SUPPLIED MATERIAL
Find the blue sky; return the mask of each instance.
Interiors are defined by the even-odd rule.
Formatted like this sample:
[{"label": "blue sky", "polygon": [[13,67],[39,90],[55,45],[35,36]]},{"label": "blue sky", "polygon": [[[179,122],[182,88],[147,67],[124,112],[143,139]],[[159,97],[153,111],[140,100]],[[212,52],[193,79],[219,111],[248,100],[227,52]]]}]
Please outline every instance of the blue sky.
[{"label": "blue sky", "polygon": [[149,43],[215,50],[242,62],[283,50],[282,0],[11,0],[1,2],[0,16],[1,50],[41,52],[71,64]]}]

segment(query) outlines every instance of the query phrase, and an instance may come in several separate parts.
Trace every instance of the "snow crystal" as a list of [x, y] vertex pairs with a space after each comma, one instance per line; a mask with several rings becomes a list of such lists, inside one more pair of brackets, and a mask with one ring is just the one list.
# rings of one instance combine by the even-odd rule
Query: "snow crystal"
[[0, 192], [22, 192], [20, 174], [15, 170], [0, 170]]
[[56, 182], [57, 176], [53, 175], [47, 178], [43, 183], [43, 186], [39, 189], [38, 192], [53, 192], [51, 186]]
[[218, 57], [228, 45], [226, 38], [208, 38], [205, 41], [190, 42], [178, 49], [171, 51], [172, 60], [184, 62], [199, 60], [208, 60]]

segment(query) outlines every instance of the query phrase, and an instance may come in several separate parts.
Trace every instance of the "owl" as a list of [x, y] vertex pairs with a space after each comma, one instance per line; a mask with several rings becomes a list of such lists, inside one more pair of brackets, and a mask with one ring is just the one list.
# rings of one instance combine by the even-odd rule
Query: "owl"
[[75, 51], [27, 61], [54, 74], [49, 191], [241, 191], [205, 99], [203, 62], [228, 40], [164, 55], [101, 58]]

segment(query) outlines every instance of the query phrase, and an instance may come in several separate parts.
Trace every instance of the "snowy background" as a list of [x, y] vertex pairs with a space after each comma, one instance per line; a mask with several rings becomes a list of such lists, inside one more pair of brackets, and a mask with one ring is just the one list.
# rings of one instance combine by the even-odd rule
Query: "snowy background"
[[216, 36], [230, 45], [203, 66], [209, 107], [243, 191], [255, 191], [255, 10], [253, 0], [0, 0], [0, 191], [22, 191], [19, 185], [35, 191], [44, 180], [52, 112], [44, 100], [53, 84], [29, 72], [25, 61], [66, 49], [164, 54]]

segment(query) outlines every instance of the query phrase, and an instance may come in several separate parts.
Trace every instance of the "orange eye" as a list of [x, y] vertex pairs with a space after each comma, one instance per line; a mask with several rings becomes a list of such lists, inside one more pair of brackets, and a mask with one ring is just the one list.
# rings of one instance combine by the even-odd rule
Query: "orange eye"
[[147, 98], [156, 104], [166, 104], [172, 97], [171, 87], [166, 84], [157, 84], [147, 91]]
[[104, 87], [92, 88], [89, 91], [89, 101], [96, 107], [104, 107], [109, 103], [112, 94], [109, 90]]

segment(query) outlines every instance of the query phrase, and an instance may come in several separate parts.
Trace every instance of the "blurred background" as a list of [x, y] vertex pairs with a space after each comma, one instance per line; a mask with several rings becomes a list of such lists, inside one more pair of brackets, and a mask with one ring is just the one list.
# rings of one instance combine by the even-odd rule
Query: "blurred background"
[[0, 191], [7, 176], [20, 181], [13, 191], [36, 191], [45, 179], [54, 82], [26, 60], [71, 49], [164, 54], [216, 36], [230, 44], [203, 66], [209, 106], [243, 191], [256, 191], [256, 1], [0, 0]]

THE PROBLEM
Convert the listing above into a Markdown table with the columns No. and Line. Omit blank lines, put each remaining line in its own row, and number the rows consecutively from 1.

WRITTEN RESPONSE
| No. | Line |
|---|---|
| 1 | Find the blue sky; return the mask of each instance. |
| 2 | Interiors are defined by the even-odd rule. |
| 3 | Formatted like this sample: |
| 4 | [{"label": "blue sky", "polygon": [[13,67],[39,90],[55,45],[35,36]]},{"label": "blue sky", "polygon": [[[179,122],[182,88],[147,67],[124,112],[143,139]],[[159,97],[153,111],[140,100]],[[212,52],[193,79],[219,111],[248,100],[227,52]]]}] |
| 5 | Please outline every instance of the blue sky. |
| 6 | [{"label": "blue sky", "polygon": [[149,43],[215,50],[242,62],[283,50],[282,0],[11,0],[1,2],[0,16],[1,50],[41,52],[71,64]]}] |
| 7 | segment(query) outlines every instance of the query phrase, and an instance may come in several separate parts. |
| 8 | Trace every instance of the "snow crystal" as a list of [x, y] vertex pairs with a space after each comma, one instance per line; a mask with several rings becomes a list of such lists, inside one more pair of brackets, and a mask with one ring is just the one list. |
| 9 | # rings of one instance combine by the even-odd rule |
| 10 | Query: "snow crystal" |
| 11 | [[0, 192], [22, 192], [20, 174], [15, 170], [0, 170]] |
| 12 | [[56, 182], [57, 176], [53, 175], [47, 178], [43, 183], [43, 186], [39, 189], [38, 192], [53, 192], [51, 186]] |
| 13 | [[218, 57], [228, 45], [226, 38], [208, 38], [205, 41], [190, 42], [178, 49], [171, 51], [172, 60], [184, 62], [199, 60], [208, 60]] |
| 14 | segment(query) outlines every instance of the query phrase, and an instance may come in several separate parts. |
| 15 | Trace every instance of the "owl" as a list of [x, y] vertex pairs with a space after each comma, one instance per line; a mask with several rings becomes a list of such lists, inside one more pair of brackets, and a mask with one ring is just the one list. |
| 16 | # rings of one instance combine by the even-odd rule |
| 17 | Query: "owl" |
| 18 | [[75, 51], [27, 61], [54, 74], [49, 191], [241, 191], [205, 99], [203, 62], [228, 40], [164, 55], [101, 58]] |
| 19 | segment(query) outlines every instance of the query phrase, and an instance may come in several separate parts. |
| 20 | Trace every instance of the "snowy background" as a list of [x, y] vertex pairs with a space after each comma, one instance per line; a mask with several rings becomes a list of such lists, inside one more pair of brackets, and a mask with one ring is just the one list. |
| 21 | # rings of one instance combine by the even-odd rule |
| 22 | Query: "snowy background" |
| 23 | [[216, 36], [230, 45], [203, 66], [209, 107], [243, 191], [255, 191], [255, 10], [253, 0], [0, 0], [0, 191], [22, 191], [19, 185], [35, 191], [44, 180], [52, 112], [44, 100], [53, 84], [29, 72], [25, 61], [66, 49], [164, 54]] |
| 24 | segment(query) outlines every instance of the query phrase, and an instance may come in several separate parts. |
| 25 | Trace every instance of the "orange eye" as a list of [x, y] vertex pairs with a space after each comma, one instance per line; a mask with several rings becomes a list of such lists, inside one more pair of brackets, and a mask with one ring is just the one list. |
| 26 | # rings of one instance combine by the even-odd rule |
| 27 | Query: "orange eye" |
| 28 | [[147, 98], [156, 104], [166, 104], [172, 97], [171, 87], [166, 84], [157, 84], [147, 91]] |
| 29 | [[104, 87], [92, 88], [89, 91], [89, 101], [96, 107], [104, 107], [109, 103], [112, 94], [109, 90]] |
| 30 | segment(query) outlines every instance of the query phrase, and an instance may come in several separate parts. |
| 31 | Trace every instance of the "blurred background" as a list of [x, y] vertex pairs with a space after each comma, one instance per line; a mask with several rings becomes a list of such lists, inside one more pair of brackets, and a mask with one ring is just the one list. |
| 32 | # rings of one instance combine by the even-odd rule |
| 33 | Query: "blurred background" |
| 34 | [[0, 191], [7, 176], [20, 181], [13, 191], [36, 191], [45, 179], [54, 82], [26, 60], [71, 49], [164, 54], [216, 36], [230, 44], [203, 66], [209, 106], [243, 191], [256, 191], [256, 1], [0, 0]] |